Text under study:

********

White Bean Crostini With Anchovy And Lemon Salsa


NUTRITION: PER SERVING
CALORIES: 287KCALS
FAT: 12.7G (1.9G SATURATED)
PROTEIN: 9.2G
CARBOHYDRATES: 32G (1.6G SUGARS)
FIBRE: 4.1G
SALT: 1.4G
For 8
Ingredients
  • 1 baguette
  • Olive oil for drizzling
For the cannellini bean purée
  • 400g tin cannellini beans, rinsed and drained
  • 2 tsp tahini
  • Grated zest and juice 1 lemon
  • 50ml olive oil
For the anchovy salsa
  • Handful fresh flatleaf parsley
  • 50g good quality anchovy fillets in olive oil, drained
  • 2 tbsp capers, drained
  • ½ garlic clove, finely grated
  • Grated zest and juice 1 lemon
  • 2-3 tbsp extra-virgin olive oil
Method
  • Heat the oven to 160°C/140°C fan/gas 3. Cut the baguette diagonally into thin slices and arrange on a baking sheet. Drizzle with olive oil and bake for 10-12 minutes until crisp. Set aside to cool (see Make Ahead).

********

Provided data:
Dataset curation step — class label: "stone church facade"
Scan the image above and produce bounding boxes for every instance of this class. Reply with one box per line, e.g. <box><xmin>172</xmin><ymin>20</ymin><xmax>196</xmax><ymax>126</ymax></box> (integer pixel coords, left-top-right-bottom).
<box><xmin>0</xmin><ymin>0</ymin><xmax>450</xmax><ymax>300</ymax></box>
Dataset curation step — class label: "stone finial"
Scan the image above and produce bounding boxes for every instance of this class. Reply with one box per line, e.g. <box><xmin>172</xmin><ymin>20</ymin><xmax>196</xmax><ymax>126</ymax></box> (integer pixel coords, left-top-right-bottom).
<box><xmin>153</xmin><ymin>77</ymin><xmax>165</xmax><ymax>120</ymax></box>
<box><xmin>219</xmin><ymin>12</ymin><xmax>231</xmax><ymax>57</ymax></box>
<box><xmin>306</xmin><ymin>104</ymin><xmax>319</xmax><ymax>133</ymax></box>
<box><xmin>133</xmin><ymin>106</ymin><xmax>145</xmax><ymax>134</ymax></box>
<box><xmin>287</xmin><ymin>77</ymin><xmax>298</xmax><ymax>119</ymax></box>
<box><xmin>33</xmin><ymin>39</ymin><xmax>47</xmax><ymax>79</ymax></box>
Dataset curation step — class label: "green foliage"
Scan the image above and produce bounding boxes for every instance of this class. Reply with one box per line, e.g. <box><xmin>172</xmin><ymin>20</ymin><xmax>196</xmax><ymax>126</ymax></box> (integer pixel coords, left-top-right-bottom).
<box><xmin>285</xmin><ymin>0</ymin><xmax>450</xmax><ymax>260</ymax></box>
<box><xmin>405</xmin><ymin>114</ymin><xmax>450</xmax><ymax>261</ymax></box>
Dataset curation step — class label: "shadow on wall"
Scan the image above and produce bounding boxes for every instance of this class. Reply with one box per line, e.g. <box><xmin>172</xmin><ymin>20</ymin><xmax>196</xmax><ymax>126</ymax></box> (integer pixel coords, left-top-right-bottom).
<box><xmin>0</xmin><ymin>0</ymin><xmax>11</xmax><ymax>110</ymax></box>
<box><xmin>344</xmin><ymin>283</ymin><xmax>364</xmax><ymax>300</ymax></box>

********

Tasks to complete:
(1) Rewrite the white bean crostini recipe starting at "White Bean Crostini" and ending at "32G (1.6G SUGARS)", changing "Crostini" to "Toasts".
(2) Pick up the white bean crostini recipe after its last sentence and carry on writing it.

Task answers:
(1)
White Bean Toasts With Anchovy And Lemon Salsa


NUTRITION: PER SERVING
CALORIES: 287KCALS
FAT: 12.7G (1.9G SATURATED)
PROTEIN: 9.2G
CARBOHYDRATES: 32G (1.6G SUGARS)

(2)
  • Put the beans, tahini, lemon zest and half the juice in a food processor. Pulse briefly while drizzling in the 50ml olive oil to give a chunky purée. Add salt and pepper, along with more lemon juice if needed (see Make Ahead).
  • For the salsa: chop the parsley, anchovies and capers, transfer to a bowl and add the garlic, lemon zest and juice. Add the olive oil to cover. Stir well and season with salt, pepper and more lemon juice if needed.
  • Dollop the bean purée onto the crostini and drizzle generously with anchovy salsa to serve.

delicious. tips
Make the toasts and whizz the cannellini beans a day in advance. Keep the beans covered in the fridge and the toasts in an airtight container.